- _Written request_: Write each line word for word, from the line that contains "of the pine" through the last line of the material below.

- _Data extracted from a collection_:
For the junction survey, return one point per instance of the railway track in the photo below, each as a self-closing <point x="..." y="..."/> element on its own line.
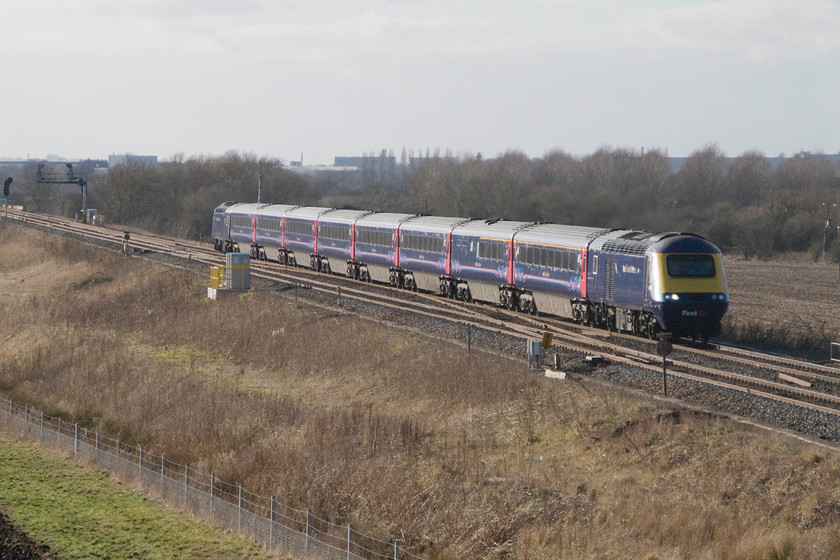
<point x="810" y="386"/>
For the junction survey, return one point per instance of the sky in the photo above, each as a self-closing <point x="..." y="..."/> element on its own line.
<point x="324" y="78"/>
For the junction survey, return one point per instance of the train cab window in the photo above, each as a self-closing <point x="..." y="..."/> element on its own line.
<point x="690" y="266"/>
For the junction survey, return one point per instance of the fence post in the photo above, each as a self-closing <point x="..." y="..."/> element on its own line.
<point x="241" y="505"/>
<point x="186" y="482"/>
<point x="308" y="529"/>
<point x="273" y="521"/>
<point x="212" y="492"/>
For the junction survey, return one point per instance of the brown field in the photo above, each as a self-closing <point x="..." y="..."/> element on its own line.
<point x="459" y="456"/>
<point x="788" y="304"/>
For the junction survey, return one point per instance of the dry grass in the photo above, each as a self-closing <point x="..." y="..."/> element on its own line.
<point x="458" y="456"/>
<point x="788" y="304"/>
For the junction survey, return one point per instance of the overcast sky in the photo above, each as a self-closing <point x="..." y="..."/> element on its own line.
<point x="277" y="78"/>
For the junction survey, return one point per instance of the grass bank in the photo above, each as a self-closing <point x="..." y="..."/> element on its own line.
<point x="79" y="513"/>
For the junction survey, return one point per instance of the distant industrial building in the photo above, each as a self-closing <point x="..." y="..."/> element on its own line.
<point x="118" y="159"/>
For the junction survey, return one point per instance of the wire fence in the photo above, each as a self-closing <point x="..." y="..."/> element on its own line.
<point x="263" y="519"/>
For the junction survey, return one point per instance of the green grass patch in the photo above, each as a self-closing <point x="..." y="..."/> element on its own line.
<point x="80" y="513"/>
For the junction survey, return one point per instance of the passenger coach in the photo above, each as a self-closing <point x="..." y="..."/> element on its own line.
<point x="631" y="281"/>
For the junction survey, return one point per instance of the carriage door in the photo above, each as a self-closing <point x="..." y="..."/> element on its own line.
<point x="609" y="279"/>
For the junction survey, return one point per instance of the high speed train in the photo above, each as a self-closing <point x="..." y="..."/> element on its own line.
<point x="631" y="281"/>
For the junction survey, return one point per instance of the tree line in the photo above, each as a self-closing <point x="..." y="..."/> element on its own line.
<point x="744" y="204"/>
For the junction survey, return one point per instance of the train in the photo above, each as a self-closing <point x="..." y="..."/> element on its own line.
<point x="623" y="280"/>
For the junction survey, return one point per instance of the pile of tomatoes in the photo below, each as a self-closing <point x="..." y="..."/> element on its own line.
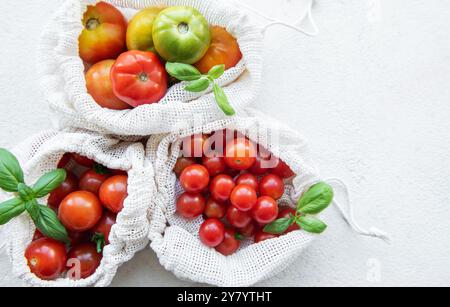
<point x="232" y="187"/>
<point x="126" y="61"/>
<point x="87" y="207"/>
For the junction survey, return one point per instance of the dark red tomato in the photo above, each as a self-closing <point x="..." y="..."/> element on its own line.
<point x="230" y="243"/>
<point x="113" y="193"/>
<point x="265" y="210"/>
<point x="221" y="188"/>
<point x="272" y="186"/>
<point x="83" y="261"/>
<point x="46" y="258"/>
<point x="240" y="154"/>
<point x="212" y="232"/>
<point x="215" y="209"/>
<point x="248" y="179"/>
<point x="243" y="197"/>
<point x="238" y="218"/>
<point x="69" y="185"/>
<point x="190" y="205"/>
<point x="80" y="211"/>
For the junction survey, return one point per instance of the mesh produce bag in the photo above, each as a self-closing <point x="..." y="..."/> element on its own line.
<point x="40" y="155"/>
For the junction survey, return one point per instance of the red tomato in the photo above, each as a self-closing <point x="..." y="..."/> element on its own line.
<point x="243" y="197"/>
<point x="212" y="232"/>
<point x="139" y="78"/>
<point x="238" y="218"/>
<point x="265" y="210"/>
<point x="98" y="83"/>
<point x="83" y="261"/>
<point x="46" y="258"/>
<point x="80" y="211"/>
<point x="230" y="243"/>
<point x="215" y="209"/>
<point x="69" y="185"/>
<point x="113" y="193"/>
<point x="190" y="205"/>
<point x="272" y="186"/>
<point x="195" y="178"/>
<point x="104" y="33"/>
<point x="240" y="154"/>
<point x="221" y="187"/>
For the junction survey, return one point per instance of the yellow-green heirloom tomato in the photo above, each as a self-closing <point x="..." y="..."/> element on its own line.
<point x="140" y="30"/>
<point x="181" y="34"/>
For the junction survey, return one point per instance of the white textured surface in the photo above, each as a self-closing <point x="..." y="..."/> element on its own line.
<point x="372" y="97"/>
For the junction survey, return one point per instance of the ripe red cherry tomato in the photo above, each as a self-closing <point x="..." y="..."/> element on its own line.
<point x="190" y="205"/>
<point x="240" y="154"/>
<point x="69" y="185"/>
<point x="113" y="193"/>
<point x="221" y="187"/>
<point x="230" y="243"/>
<point x="83" y="261"/>
<point x="212" y="232"/>
<point x="46" y="258"/>
<point x="265" y="210"/>
<point x="272" y="186"/>
<point x="138" y="78"/>
<point x="195" y="178"/>
<point x="80" y="211"/>
<point x="243" y="197"/>
<point x="238" y="218"/>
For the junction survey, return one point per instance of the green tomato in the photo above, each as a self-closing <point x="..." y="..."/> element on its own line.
<point x="181" y="34"/>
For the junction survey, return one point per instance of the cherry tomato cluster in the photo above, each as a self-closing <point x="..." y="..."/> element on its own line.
<point x="232" y="187"/>
<point x="87" y="206"/>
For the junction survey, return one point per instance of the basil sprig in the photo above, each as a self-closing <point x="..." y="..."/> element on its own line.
<point x="313" y="202"/>
<point x="12" y="180"/>
<point x="199" y="82"/>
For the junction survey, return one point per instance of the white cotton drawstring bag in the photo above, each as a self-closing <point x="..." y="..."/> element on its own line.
<point x="40" y="155"/>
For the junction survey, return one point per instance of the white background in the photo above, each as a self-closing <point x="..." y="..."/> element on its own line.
<point x="372" y="95"/>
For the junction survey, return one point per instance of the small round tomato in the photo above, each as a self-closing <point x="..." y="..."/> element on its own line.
<point x="272" y="186"/>
<point x="139" y="78"/>
<point x="243" y="197"/>
<point x="190" y="205"/>
<point x="46" y="258"/>
<point x="98" y="83"/>
<point x="230" y="243"/>
<point x="240" y="154"/>
<point x="265" y="210"/>
<point x="113" y="193"/>
<point x="238" y="218"/>
<point x="224" y="49"/>
<point x="212" y="232"/>
<point x="83" y="261"/>
<point x="195" y="178"/>
<point x="214" y="209"/>
<point x="104" y="33"/>
<point x="221" y="187"/>
<point x="80" y="211"/>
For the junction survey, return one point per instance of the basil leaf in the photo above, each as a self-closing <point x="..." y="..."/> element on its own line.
<point x="11" y="209"/>
<point x="183" y="72"/>
<point x="311" y="224"/>
<point x="279" y="226"/>
<point x="316" y="199"/>
<point x="11" y="173"/>
<point x="49" y="182"/>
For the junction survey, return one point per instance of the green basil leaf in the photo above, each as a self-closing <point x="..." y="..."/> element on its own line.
<point x="311" y="224"/>
<point x="11" y="209"/>
<point x="279" y="226"/>
<point x="222" y="101"/>
<point x="49" y="182"/>
<point x="183" y="72"/>
<point x="11" y="173"/>
<point x="316" y="199"/>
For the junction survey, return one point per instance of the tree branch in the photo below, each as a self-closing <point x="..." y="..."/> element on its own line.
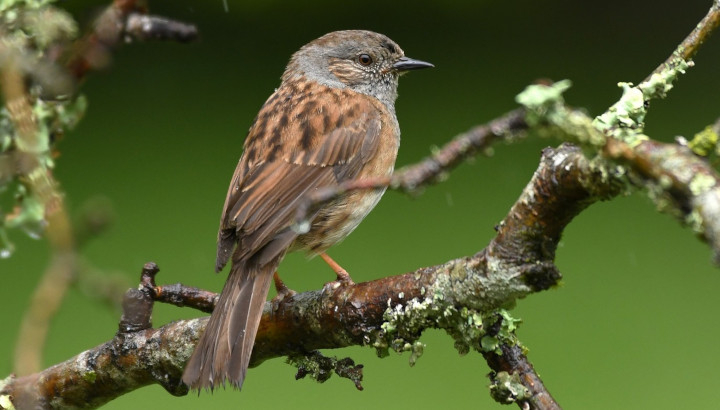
<point x="461" y="296"/>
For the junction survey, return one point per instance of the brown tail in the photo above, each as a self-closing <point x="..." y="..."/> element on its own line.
<point x="223" y="352"/>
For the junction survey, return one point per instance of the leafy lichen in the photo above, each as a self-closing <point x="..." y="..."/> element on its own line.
<point x="507" y="388"/>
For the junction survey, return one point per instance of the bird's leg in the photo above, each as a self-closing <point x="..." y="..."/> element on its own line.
<point x="282" y="290"/>
<point x="343" y="277"/>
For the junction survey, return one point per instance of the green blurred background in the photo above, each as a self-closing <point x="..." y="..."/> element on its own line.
<point x="632" y="325"/>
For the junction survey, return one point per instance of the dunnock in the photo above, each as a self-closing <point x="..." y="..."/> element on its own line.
<point x="331" y="120"/>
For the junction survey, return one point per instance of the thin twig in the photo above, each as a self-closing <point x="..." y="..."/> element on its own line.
<point x="691" y="44"/>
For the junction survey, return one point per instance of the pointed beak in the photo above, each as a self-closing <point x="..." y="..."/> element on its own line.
<point x="407" y="64"/>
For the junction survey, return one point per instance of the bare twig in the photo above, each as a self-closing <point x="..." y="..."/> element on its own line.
<point x="690" y="46"/>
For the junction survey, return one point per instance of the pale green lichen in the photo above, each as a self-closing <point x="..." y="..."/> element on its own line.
<point x="405" y="322"/>
<point x="625" y="119"/>
<point x="701" y="183"/>
<point x="507" y="388"/>
<point x="660" y="83"/>
<point x="546" y="106"/>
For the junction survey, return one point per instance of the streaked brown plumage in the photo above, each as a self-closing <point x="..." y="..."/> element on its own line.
<point x="331" y="120"/>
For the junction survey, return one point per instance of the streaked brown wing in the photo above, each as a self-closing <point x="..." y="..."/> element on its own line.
<point x="314" y="148"/>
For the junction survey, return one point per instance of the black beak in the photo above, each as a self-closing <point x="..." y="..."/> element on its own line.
<point x="406" y="64"/>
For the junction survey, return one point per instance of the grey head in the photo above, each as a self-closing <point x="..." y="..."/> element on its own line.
<point x="364" y="61"/>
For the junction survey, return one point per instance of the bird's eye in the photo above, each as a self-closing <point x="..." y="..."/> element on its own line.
<point x="364" y="59"/>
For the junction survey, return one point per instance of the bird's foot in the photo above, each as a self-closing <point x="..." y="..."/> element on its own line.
<point x="282" y="290"/>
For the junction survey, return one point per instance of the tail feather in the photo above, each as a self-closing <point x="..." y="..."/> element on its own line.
<point x="223" y="352"/>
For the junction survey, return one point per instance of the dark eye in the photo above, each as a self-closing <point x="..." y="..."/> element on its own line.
<point x="364" y="59"/>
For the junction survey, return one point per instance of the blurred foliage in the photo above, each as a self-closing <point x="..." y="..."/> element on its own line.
<point x="629" y="328"/>
<point x="38" y="108"/>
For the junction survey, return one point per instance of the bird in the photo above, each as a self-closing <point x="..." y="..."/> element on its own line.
<point x="332" y="119"/>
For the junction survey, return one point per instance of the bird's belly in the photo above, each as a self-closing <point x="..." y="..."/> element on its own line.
<point x="337" y="220"/>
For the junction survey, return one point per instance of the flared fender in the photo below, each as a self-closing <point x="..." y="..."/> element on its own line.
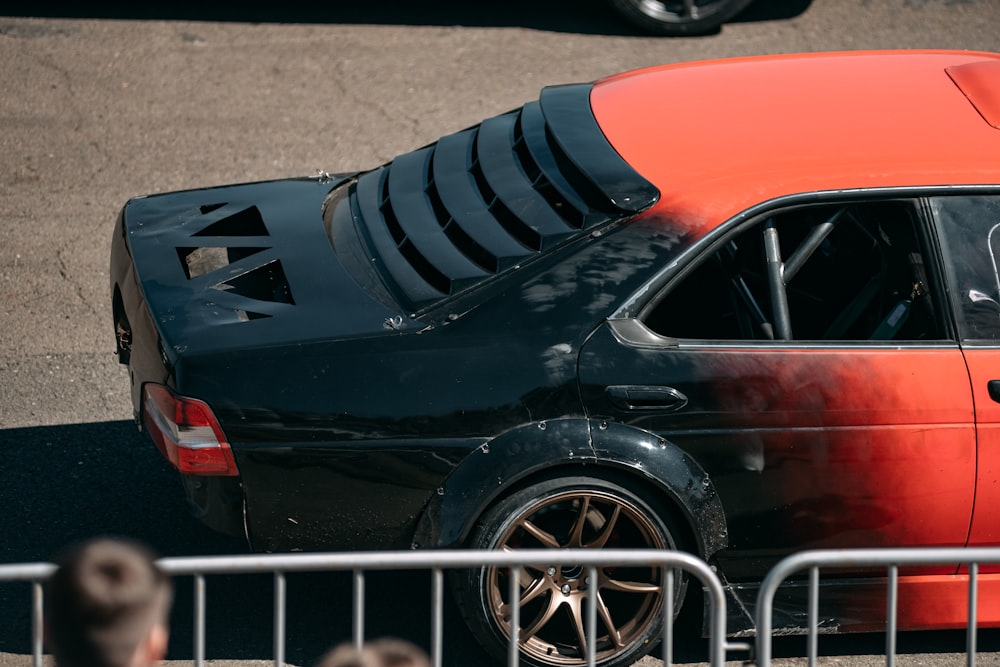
<point x="568" y="447"/>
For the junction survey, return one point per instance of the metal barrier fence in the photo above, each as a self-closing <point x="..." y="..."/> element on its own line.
<point x="437" y="562"/>
<point x="891" y="559"/>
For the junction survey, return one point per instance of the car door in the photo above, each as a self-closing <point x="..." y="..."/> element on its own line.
<point x="806" y="362"/>
<point x="969" y="227"/>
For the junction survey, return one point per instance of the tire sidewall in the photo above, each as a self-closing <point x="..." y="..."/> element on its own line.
<point x="471" y="585"/>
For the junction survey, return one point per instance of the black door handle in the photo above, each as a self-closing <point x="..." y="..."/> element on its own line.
<point x="643" y="397"/>
<point x="993" y="386"/>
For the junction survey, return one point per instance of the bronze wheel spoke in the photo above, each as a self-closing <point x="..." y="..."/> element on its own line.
<point x="553" y="599"/>
<point x="605" y="614"/>
<point x="533" y="590"/>
<point x="630" y="586"/>
<point x="606" y="530"/>
<point x="529" y="631"/>
<point x="576" y="534"/>
<point x="547" y="539"/>
<point x="575" y="609"/>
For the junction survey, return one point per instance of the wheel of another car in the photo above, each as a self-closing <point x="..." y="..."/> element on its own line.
<point x="571" y="512"/>
<point x="679" y="17"/>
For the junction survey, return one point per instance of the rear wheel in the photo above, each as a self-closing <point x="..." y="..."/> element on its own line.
<point x="571" y="512"/>
<point x="679" y="17"/>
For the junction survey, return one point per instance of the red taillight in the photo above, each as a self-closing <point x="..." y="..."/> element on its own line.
<point x="186" y="433"/>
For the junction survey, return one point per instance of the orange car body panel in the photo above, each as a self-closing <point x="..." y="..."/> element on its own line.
<point x="748" y="130"/>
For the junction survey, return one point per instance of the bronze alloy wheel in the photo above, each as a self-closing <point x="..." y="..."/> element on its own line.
<point x="679" y="17"/>
<point x="576" y="513"/>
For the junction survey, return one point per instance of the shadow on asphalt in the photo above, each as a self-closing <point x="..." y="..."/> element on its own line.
<point x="579" y="16"/>
<point x="63" y="484"/>
<point x="70" y="482"/>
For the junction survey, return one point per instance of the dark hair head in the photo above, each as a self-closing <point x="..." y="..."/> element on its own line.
<point x="387" y="652"/>
<point x="102" y="602"/>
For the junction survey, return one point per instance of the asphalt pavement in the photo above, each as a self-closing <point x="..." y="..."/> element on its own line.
<point x="99" y="105"/>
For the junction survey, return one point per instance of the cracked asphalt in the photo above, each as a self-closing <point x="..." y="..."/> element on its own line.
<point x="101" y="105"/>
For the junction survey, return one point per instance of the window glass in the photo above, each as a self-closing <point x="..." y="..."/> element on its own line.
<point x="970" y="231"/>
<point x="836" y="272"/>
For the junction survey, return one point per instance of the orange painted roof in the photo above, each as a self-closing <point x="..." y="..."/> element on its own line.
<point x="719" y="136"/>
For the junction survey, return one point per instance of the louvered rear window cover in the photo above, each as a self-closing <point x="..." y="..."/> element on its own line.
<point x="451" y="215"/>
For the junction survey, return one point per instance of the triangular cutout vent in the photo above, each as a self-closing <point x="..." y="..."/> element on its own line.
<point x="247" y="222"/>
<point x="264" y="283"/>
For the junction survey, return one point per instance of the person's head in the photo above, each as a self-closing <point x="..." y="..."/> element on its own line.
<point x="106" y="606"/>
<point x="387" y="652"/>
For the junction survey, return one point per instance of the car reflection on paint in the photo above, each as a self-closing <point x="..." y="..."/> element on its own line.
<point x="738" y="308"/>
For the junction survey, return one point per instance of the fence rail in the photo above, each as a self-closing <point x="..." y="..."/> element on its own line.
<point x="891" y="559"/>
<point x="437" y="562"/>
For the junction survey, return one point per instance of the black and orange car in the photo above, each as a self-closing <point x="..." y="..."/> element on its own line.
<point x="740" y="308"/>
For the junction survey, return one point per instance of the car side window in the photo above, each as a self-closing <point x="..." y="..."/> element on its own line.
<point x="970" y="236"/>
<point x="846" y="272"/>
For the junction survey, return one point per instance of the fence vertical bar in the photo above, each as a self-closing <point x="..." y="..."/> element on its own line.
<point x="359" y="607"/>
<point x="668" y="618"/>
<point x="892" y="607"/>
<point x="279" y="618"/>
<point x="591" y="582"/>
<point x="437" y="612"/>
<point x="970" y="637"/>
<point x="514" y="594"/>
<point x="812" y="638"/>
<point x="199" y="620"/>
<point x="37" y="623"/>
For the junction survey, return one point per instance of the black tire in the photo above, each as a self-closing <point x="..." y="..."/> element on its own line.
<point x="679" y="17"/>
<point x="571" y="512"/>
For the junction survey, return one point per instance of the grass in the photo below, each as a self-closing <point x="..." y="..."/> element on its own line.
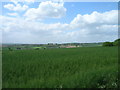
<point x="85" y="67"/>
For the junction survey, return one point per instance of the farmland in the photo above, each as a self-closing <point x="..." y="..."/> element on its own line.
<point x="82" y="67"/>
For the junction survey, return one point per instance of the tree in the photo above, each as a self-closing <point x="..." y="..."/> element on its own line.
<point x="108" y="44"/>
<point x="116" y="42"/>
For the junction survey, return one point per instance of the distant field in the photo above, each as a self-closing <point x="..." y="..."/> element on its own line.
<point x="85" y="67"/>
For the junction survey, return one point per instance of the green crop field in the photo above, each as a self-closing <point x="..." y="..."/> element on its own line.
<point x="85" y="67"/>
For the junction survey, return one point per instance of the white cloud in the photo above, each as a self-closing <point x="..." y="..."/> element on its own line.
<point x="28" y="1"/>
<point x="94" y="27"/>
<point x="46" y="9"/>
<point x="16" y="7"/>
<point x="13" y="14"/>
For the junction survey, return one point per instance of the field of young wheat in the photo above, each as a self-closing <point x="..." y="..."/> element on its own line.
<point x="85" y="67"/>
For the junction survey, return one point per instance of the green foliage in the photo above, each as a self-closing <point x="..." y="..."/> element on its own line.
<point x="116" y="42"/>
<point x="108" y="44"/>
<point x="89" y="67"/>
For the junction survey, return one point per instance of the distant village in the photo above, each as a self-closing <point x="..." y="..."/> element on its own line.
<point x="47" y="46"/>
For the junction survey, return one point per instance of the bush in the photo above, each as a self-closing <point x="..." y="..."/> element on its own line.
<point x="108" y="44"/>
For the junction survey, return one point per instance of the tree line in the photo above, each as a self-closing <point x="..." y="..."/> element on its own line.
<point x="115" y="43"/>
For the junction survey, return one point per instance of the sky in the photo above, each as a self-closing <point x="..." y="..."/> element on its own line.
<point x="58" y="22"/>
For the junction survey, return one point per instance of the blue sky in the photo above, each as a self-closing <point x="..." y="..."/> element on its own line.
<point x="77" y="22"/>
<point x="73" y="8"/>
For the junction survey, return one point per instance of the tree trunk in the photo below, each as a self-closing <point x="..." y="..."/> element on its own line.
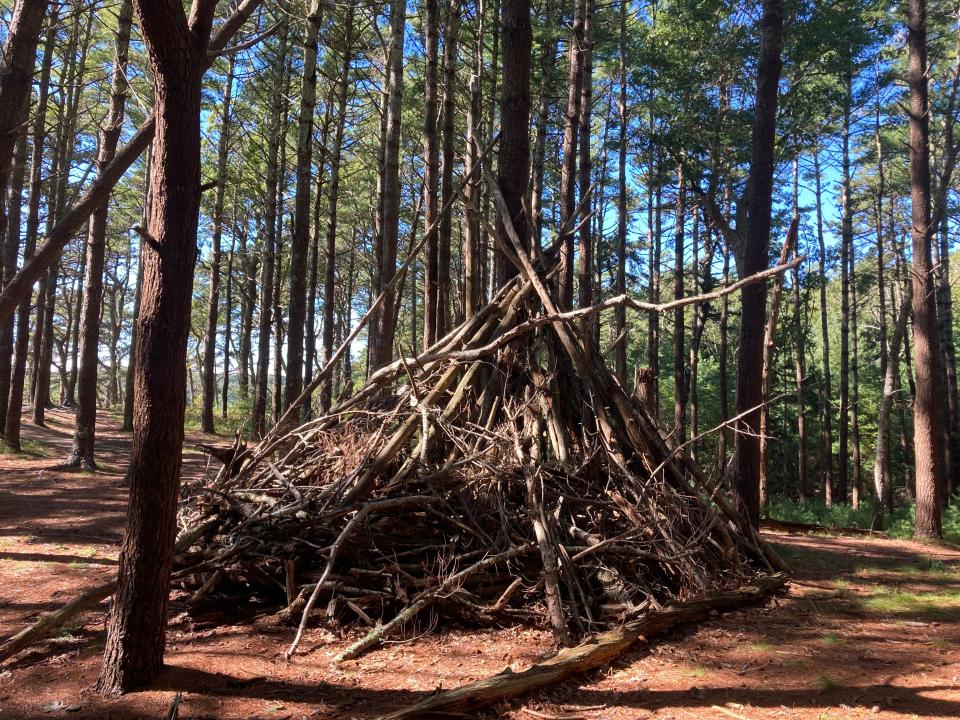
<point x="128" y="404"/>
<point x="767" y="368"/>
<point x="846" y="248"/>
<point x="620" y="285"/>
<point x="10" y="250"/>
<point x="754" y="296"/>
<point x="227" y="334"/>
<point x="17" y="61"/>
<point x="39" y="132"/>
<point x="84" y="432"/>
<point x="568" y="174"/>
<point x="445" y="231"/>
<point x="586" y="167"/>
<point x="300" y="243"/>
<point x="431" y="170"/>
<point x="390" y="224"/>
<point x="679" y="331"/>
<point x="269" y="249"/>
<point x="513" y="167"/>
<point x="472" y="258"/>
<point x="857" y="489"/>
<point x="826" y="392"/>
<point x="176" y="46"/>
<point x="248" y="292"/>
<point x="928" y="407"/>
<point x="548" y="72"/>
<point x="333" y="196"/>
<point x="209" y="380"/>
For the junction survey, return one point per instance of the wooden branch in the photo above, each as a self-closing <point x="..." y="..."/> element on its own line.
<point x="589" y="655"/>
<point x="425" y="600"/>
<point x="365" y="510"/>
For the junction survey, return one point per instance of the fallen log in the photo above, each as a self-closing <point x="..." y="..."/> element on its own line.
<point x="590" y="655"/>
<point x="790" y="526"/>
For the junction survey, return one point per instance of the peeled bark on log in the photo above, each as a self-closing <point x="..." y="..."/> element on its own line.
<point x="591" y="655"/>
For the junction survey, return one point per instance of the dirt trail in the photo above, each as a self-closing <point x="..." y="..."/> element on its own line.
<point x="870" y="628"/>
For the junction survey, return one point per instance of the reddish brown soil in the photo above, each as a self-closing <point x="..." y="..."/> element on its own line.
<point x="825" y="651"/>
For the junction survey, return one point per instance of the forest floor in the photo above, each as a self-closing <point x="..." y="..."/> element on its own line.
<point x="869" y="628"/>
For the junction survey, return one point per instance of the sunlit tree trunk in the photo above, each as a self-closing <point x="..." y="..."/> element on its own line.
<point x="213" y="305"/>
<point x="753" y="297"/>
<point x="929" y="405"/>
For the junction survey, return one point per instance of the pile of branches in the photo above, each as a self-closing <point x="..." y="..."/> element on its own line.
<point x="504" y="475"/>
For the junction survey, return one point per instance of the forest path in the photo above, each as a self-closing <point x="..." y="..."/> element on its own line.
<point x="869" y="628"/>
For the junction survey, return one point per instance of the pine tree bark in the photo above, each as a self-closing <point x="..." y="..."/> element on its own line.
<point x="227" y="333"/>
<point x="176" y="47"/>
<point x="390" y="224"/>
<point x="568" y="171"/>
<point x="128" y="404"/>
<point x="76" y="52"/>
<point x="826" y="391"/>
<point x="472" y="259"/>
<point x="84" y="431"/>
<point x="431" y="169"/>
<point x="548" y="72"/>
<point x="846" y="242"/>
<point x="248" y="293"/>
<point x="585" y="169"/>
<point x="679" y="328"/>
<point x="928" y="408"/>
<point x="513" y="167"/>
<point x="333" y="196"/>
<point x="209" y="379"/>
<point x="10" y="250"/>
<point x="31" y="231"/>
<point x="300" y="243"/>
<point x="620" y="284"/>
<point x="753" y="297"/>
<point x="856" y="460"/>
<point x="17" y="61"/>
<point x="268" y="252"/>
<point x="445" y="231"/>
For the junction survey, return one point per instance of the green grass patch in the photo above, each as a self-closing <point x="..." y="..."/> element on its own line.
<point x="893" y="601"/>
<point x="831" y="639"/>
<point x="829" y="682"/>
<point x="29" y="448"/>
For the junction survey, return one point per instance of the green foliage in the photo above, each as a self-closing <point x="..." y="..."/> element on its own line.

- _Result of this task_:
For the junction survey, return one point per instance of the pine tree bark in the photo above, each as a self-closing <point x="..." y="..."/> element on its own line.
<point x="227" y="333"/>
<point x="176" y="47"/>
<point x="390" y="224"/>
<point x="568" y="171"/>
<point x="128" y="404"/>
<point x="76" y="52"/>
<point x="826" y="391"/>
<point x="472" y="259"/>
<point x="84" y="431"/>
<point x="431" y="169"/>
<point x="548" y="72"/>
<point x="846" y="242"/>
<point x="248" y="293"/>
<point x="585" y="169"/>
<point x="679" y="328"/>
<point x="928" y="408"/>
<point x="513" y="167"/>
<point x="333" y="196"/>
<point x="209" y="379"/>
<point x="10" y="250"/>
<point x="31" y="231"/>
<point x="300" y="243"/>
<point x="620" y="284"/>
<point x="753" y="297"/>
<point x="856" y="460"/>
<point x="17" y="61"/>
<point x="268" y="252"/>
<point x="445" y="231"/>
For the junction survey, return one point per instance of the green grass patch in the photo above, each as a self-closing <point x="..." y="..."/> element on its own line.
<point x="893" y="601"/>
<point x="831" y="639"/>
<point x="829" y="682"/>
<point x="29" y="448"/>
For the junction survey, return one point per instance of the green foliage in the photo above, each as a self-closing <point x="..." y="..."/> element on its own line.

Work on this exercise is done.